→ Task goal:
Would you write out every record that follows exactly, with the pictures left out?

Supplied material: Begin

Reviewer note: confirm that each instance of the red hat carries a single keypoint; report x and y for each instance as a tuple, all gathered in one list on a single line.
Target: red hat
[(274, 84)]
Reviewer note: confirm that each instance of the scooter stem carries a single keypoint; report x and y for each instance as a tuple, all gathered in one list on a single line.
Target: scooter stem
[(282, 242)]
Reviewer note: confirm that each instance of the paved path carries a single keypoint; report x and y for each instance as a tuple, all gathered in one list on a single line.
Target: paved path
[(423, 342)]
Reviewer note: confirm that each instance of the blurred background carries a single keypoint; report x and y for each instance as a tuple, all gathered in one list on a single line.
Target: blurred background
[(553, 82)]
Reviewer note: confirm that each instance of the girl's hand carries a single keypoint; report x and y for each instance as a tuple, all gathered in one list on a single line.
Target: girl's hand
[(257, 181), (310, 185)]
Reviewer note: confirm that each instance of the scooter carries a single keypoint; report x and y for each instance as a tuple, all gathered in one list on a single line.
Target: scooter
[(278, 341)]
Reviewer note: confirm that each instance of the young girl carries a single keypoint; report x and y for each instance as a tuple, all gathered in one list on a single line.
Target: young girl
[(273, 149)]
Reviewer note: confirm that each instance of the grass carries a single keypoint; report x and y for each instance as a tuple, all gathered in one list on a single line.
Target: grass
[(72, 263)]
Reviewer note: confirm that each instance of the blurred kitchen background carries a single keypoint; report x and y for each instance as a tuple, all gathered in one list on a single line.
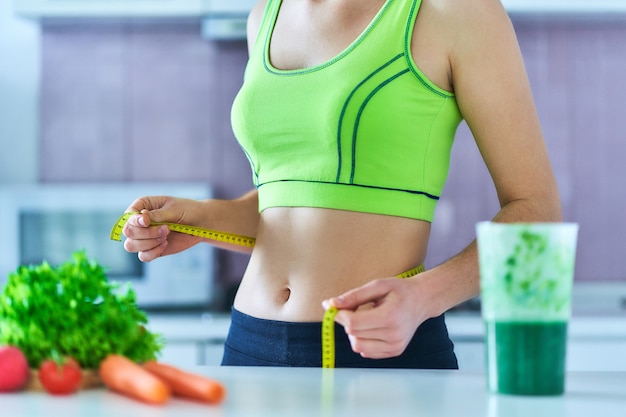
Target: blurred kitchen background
[(123, 93)]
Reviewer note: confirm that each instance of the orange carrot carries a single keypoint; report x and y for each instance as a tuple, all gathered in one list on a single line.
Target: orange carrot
[(186, 384), (124, 376)]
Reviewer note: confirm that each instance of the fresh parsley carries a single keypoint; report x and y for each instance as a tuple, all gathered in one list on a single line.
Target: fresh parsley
[(73, 310)]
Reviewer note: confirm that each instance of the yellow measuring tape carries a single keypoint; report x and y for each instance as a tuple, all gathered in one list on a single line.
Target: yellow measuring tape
[(328, 325), (116, 232)]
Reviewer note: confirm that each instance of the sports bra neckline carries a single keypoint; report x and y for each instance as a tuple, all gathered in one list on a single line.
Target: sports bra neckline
[(352, 45)]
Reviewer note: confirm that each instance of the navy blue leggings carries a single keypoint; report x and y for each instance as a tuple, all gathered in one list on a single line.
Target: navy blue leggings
[(258, 342)]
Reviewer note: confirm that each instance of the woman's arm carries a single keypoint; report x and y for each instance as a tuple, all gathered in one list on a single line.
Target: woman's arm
[(493, 93), (239, 216)]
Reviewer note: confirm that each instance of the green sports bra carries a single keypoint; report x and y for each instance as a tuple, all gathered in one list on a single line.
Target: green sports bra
[(365, 131)]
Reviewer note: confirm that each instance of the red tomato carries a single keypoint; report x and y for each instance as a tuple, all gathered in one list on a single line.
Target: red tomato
[(60, 378)]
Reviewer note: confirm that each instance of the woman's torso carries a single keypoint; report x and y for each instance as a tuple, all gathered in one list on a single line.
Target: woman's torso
[(305, 255)]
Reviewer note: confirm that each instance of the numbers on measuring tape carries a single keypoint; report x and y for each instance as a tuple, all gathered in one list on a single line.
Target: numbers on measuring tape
[(328, 325), (328, 338), (116, 232)]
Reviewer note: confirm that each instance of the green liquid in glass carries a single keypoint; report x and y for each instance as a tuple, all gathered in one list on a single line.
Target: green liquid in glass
[(526, 358)]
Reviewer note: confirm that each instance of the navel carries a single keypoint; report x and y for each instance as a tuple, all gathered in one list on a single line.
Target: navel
[(284, 295)]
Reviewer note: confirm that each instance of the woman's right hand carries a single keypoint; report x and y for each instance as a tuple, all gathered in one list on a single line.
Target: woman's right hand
[(152, 241)]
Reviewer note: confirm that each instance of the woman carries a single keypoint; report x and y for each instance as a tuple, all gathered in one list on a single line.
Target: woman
[(347, 115)]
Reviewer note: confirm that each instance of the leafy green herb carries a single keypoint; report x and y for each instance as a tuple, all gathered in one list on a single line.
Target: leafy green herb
[(73, 310)]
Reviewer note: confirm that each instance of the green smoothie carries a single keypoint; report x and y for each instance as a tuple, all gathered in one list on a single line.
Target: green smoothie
[(529, 357)]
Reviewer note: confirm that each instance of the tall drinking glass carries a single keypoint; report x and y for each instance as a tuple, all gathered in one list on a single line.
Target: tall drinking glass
[(526, 279)]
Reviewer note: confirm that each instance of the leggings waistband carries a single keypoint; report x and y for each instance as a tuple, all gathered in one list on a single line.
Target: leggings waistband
[(259, 342)]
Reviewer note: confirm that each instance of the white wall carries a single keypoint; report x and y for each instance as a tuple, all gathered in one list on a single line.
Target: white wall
[(19, 92)]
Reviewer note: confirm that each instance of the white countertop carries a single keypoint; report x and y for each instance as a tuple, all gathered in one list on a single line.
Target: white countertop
[(302, 392)]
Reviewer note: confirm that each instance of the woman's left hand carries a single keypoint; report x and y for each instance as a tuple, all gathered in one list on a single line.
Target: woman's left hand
[(381, 316)]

Supplied material: End

→ Solution to this task:
Reviewer note: confirm that each instance of the red hat carries a single keypoint; report x and y for each instance as a tuple, all gathered in one list on a single line.
Target: red hat
[(274, 84)]
Reviewer note: confirm that each instance of the scooter stem carries a single keypoint; report x and y for each instance as a tuple, all gathered in one list on a single line.
Target: scooter stem
[(282, 242)]
Reviewer note: confirm that each instance of the paved path carries a single keypoint; report x and y for each instance as a tuple, all gathered in one list on a single line.
Target: paved path
[(423, 342)]
Reviewer note: confirm that each instance of the blurred background carries a single keypoint; report x and y for each instance as a tuple, all gathered in one list on a single line.
Target: blurred background
[(553, 82)]
Reviewer note: confirm that each instance of the girl's hand carries a single keypoint; report x and y for each instance as a tuple, all gathered in one list on a single line.
Target: girl's hand
[(257, 181), (310, 185)]
Reviewer note: confirm that each instance of the scooter carries a single keypoint; report x and y for each instance as a tuple, all gathered in one list on a single line.
Target: scooter
[(278, 341)]
Reviewer note: confirm that each instance of the young girl carries a single keypoint; report x and y for each instance as a tuple, all gathered in one list on a single line.
Target: young girl
[(273, 149)]
Reviewer note: confirm that each instance of the grass carries a single keypoint; report x and y for each instance as a tuple, all gathered in one list on a single line.
Target: grass
[(72, 263)]
Reviewer note: confirm that each instance of the blurred kitchen background carries a single keypoint; report x and y for each instance as a tuple, all gathered in one list on a single line.
Target: blurred kitchen background
[(123, 93)]
Reviewer note: confirm that each instance of the orange carrot carries a single keypoint; report x and y for each instance as a tuple, all gathered in one list on a single line.
Target: orange carrot
[(186, 384), (124, 376)]
Reviewer note: confirm that each instance of the fresh parsley carries a single keypoint; report x and y for each instance as a tuple, all gathered in one list on a single line.
Target: fresh parsley
[(73, 310)]
Reviewer note: confirm that each instance of the yellow measuring tape carries a single keypoint; report x and y for each instance as a tuple, all gathered in one list on a single line.
Target: yellow measuring tape
[(328, 325), (116, 232)]
Reviewer note: confirm that each instance of the sports bra neckline carries a single keypoint; report x and y for each instance as a tuple, all gathered in one list on a single line.
Target: sports bra neckline
[(352, 45)]
Reviewer note: confirm that each instance of the navy blue leggings carries a single keypoint; report x and y for each instance as a tuple, all gathered in one list on a single line.
Target: navy blue leggings
[(258, 342)]
Reviewer note: confirm that each instance of the woman's arm carries a single keypoint; report x and y for each instance as a tuple, all gathered in one list on a single line.
Target: woman's arm
[(493, 93), (239, 216)]
Reviewer note: confirm that each instance of the green sports bra carries a single keypoint; report x and y for each instance as a tuple, all gathered in one list on a single line.
Target: green sports bra
[(365, 131)]
Reviewer note: confirm that each instance of the red tomato carries a single keypoint; report x and y for each instance as a tuple, all gathered in one list on a single line.
Target: red tomato
[(60, 378)]
Reviewer note: confirm that each instance of the woman's torso carries a single keypoint; report x and y for each instance as a tuple, all gathered in one list on a single line.
Target: woman's torso
[(305, 255)]
Reviewer note: confirm that each instance of the numbers on measuring tape carries a single keypoint; report x and y for each instance as a tuple, all gathered in one list on a single line.
Target: numbers on measuring tape
[(328, 325), (328, 338), (116, 232)]
Reviewer note: confirm that each instance of the green liquid in glass carries a single keypoint; report x and y for each instance as a tuple, all gathered in one list on a single line.
Target: green liquid in glass
[(526, 358)]
Reviewer note: confirm that each instance of the navel carries a single keypoint; report x and y for each instance as a tuple, all gathered in one list on a single line.
Target: navel
[(284, 295)]
Reviewer note: confirm that each instance of the woman's right hand carries a single keypoint; report x and y for each instance as a tuple, all gathered in one list on a single line.
Target: woman's right hand
[(152, 241)]
Reviewer note: confirm that each instance of the woman carries a single keypoint; report x and y for each instance as a tuple, all gathered in one list on a single line.
Target: woman
[(347, 115)]
Reviewer note: confirm that each instance of the leafy green herb carries a single keypoint; report x and y for each instance as a tuple, all gathered in one list on a single line.
Target: leafy green herb
[(73, 310)]
Reviewer note: confirm that each instance of the green smoothie carries a single keypoint; report x and y for each instance as a tuple, all gathered in one list on a single line.
Target: green smoothie
[(529, 357)]
Reviewer note: confirm that each instance of the tall drinking glass carries a single keypoint; report x and y for each instance as a tuple, all gathered in one list on a single line.
Target: tall drinking glass
[(526, 279)]
Reviewer note: confirm that each instance of the leggings waistband carries a single keypoint; report x and y for each instance as a tuple, all gathered in one list on a single line.
Target: leggings waistband
[(259, 342)]
Reviewer note: confirm that each instance of the white wall carries a single keypoint; report x and y for each instance as a tuple, all gathered in one list on a single line.
Target: white wall
[(19, 92)]
Reviewer note: confirm that each instance of the white countertop carries a single keypoint; report x and y for each instance as a tuple, all gathered in one list on a single line.
Target: white countertop
[(302, 392)]
Reviewer note: confirm that each instance of the woman's left hand carries a single keypoint; report x and y for each instance as a tuple, all gathered in one list on a single line.
Target: woman's left hand
[(381, 316)]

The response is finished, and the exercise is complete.